— begin Provided data —

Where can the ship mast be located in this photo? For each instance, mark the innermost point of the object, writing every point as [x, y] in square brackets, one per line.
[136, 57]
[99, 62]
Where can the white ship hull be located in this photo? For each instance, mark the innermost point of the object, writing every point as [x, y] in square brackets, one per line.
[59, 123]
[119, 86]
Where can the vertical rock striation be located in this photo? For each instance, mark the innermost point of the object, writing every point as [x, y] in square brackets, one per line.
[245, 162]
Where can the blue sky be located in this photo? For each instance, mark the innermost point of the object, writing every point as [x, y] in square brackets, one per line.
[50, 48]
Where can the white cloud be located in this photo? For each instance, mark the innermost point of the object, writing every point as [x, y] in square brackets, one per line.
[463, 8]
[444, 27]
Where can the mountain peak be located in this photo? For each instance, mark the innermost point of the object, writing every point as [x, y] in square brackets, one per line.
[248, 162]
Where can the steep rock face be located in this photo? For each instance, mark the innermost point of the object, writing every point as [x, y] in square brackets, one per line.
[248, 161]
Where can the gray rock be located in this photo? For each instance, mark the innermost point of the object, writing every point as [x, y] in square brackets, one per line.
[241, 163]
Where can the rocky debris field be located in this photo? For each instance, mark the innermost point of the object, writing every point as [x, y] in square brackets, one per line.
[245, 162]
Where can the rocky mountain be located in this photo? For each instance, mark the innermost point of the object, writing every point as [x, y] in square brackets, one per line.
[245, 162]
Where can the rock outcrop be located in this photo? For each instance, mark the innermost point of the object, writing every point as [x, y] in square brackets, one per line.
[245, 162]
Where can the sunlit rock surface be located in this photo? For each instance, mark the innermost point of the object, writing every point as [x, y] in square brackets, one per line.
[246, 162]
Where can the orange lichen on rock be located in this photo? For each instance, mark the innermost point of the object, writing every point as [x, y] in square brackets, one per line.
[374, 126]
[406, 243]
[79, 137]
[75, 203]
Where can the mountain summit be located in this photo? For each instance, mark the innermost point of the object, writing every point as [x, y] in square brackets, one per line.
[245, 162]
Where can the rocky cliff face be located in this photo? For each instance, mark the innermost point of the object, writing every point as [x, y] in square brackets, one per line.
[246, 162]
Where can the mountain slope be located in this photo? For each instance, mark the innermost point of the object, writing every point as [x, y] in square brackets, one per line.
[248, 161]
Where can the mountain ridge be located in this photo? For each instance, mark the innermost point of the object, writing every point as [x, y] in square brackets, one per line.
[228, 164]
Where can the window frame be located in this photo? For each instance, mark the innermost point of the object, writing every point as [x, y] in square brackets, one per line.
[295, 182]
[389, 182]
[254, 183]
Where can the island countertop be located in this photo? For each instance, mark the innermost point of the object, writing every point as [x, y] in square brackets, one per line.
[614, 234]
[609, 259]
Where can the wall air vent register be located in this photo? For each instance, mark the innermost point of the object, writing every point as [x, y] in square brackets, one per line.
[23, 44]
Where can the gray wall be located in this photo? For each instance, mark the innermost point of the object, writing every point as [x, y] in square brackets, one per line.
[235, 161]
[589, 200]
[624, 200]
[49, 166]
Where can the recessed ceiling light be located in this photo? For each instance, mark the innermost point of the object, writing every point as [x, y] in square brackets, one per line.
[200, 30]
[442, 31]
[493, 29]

— end Provided data —

* [Written request]:
Copy out the material word for word, from the line containing "Where can the window" through the end.

* [Solution to the problem]:
Where can the window frame be located in this photo? For each instance, mark the innermost point of the object, writing every point as [x, y] in square brackets, one per line.
[295, 182]
[389, 182]
[254, 183]
Where can the island countertop be located in this photo? For each instance, mark the innermost point of the object, writing every point as [x, y] in square brackets, one per line.
[614, 234]
[609, 259]
Where can the wall air vent register be located in this photo? For each instance, mark the innermost point of the object, writing every point as [x, y] in square brackets, one per line.
[23, 44]
Where can the gray wall be located in this photo? For each instance, mark the innermost point of the object, writing every point as [x, y] in square brackets, one per line.
[235, 161]
[589, 200]
[624, 200]
[49, 166]
Where can the recessed ceiling light be located in this photo? For each instance, mark the innermost point of the object, writing every point as [x, y] in square brackets, one per line.
[200, 30]
[442, 31]
[493, 29]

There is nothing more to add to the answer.